---------- Records shown

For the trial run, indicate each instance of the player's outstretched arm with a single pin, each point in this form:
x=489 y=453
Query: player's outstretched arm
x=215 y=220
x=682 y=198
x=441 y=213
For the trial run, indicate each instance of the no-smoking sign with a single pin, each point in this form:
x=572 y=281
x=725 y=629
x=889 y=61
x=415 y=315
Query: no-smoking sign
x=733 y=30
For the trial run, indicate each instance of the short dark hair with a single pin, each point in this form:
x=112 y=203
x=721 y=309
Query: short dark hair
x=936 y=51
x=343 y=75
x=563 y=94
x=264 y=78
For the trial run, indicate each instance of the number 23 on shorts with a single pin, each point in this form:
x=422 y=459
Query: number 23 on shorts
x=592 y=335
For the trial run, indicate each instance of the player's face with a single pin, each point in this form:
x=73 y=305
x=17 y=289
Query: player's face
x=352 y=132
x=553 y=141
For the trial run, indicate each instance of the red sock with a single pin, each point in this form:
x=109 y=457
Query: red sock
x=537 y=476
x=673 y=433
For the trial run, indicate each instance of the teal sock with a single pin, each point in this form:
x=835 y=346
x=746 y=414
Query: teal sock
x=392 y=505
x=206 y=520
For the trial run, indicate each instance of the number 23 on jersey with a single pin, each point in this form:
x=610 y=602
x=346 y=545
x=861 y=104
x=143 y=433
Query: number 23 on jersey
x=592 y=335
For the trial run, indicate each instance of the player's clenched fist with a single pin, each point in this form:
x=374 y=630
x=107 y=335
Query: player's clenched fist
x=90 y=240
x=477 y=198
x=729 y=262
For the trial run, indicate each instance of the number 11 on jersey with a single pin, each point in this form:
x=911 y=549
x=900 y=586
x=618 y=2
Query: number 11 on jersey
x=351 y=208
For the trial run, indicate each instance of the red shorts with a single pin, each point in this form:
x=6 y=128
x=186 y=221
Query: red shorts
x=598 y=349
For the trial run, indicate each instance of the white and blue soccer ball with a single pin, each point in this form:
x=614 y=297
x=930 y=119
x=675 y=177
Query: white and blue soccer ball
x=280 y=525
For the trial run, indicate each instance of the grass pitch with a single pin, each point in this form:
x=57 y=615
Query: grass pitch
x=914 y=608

--------------------

_Problem details_: Write out the records word for word, starting at the line containing "For the trial run, indicate each instance of the grass" and continuing through the last line of the records.

_Task solution_:
For the trial run, indicate each instance of the grass pitch with a single pin, each point in this form:
x=57 y=615
Query: grass pitch
x=914 y=608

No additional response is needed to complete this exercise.